- _Work required_
Repeat exactly the lines from the line containing "Each instance receives one keypoint. Tag the ring" through the last line of the records below, inclusive, and nothing else.

[Data extracted from a collection]
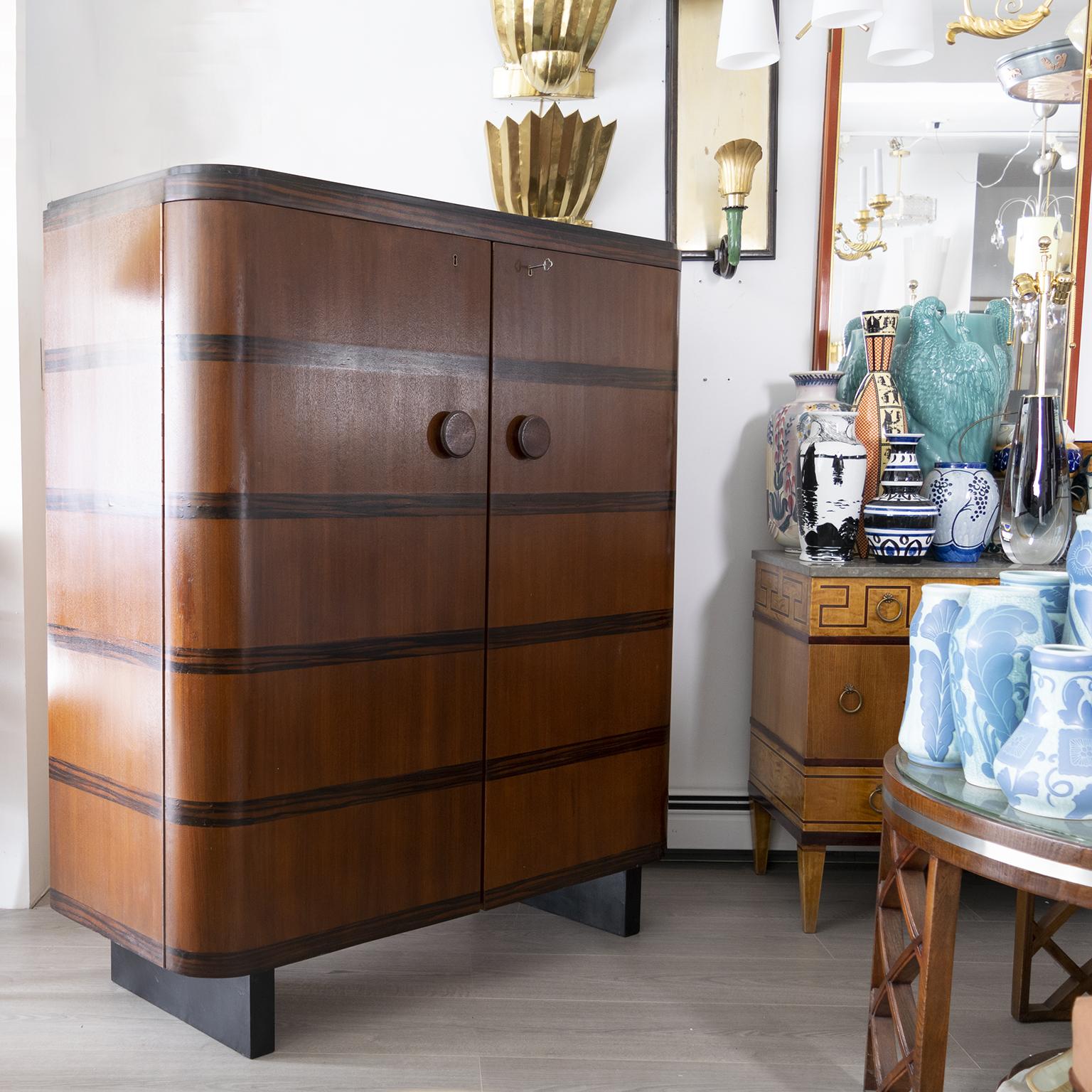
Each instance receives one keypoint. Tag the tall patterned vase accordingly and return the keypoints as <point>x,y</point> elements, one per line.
<point>928,727</point>
<point>1079,569</point>
<point>815,390</point>
<point>880,412</point>
<point>967,499</point>
<point>833,478</point>
<point>1045,768</point>
<point>1051,588</point>
<point>900,522</point>
<point>990,661</point>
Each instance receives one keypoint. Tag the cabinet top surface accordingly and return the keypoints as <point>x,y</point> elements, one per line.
<point>988,567</point>
<point>226,183</point>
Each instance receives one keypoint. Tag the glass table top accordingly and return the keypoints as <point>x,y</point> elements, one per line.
<point>951,786</point>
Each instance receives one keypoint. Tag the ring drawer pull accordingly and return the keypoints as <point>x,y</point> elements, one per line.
<point>888,597</point>
<point>850,688</point>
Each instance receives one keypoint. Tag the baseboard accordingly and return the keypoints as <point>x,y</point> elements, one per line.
<point>705,823</point>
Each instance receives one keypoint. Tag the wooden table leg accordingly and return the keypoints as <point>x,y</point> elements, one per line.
<point>760,837</point>
<point>809,862</point>
<point>916,913</point>
<point>1035,935</point>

- _Solution to this task_
Each instance receives one keypoint. Tag the ring drawer pull accordingly and return the keypoints as <point>x,y</point> elements, one per line.
<point>888,597</point>
<point>850,688</point>
Each instance receives one keypoint. Tag the baseboard accordingly and return the keypoints as <point>x,y</point> elements, one per line.
<point>705,823</point>
Each instance receives one keypoint. Tag the wooden table leg accordingly and return the keypoints as <point>x,y</point> elements, one per line.
<point>760,837</point>
<point>809,862</point>
<point>916,913</point>
<point>1035,935</point>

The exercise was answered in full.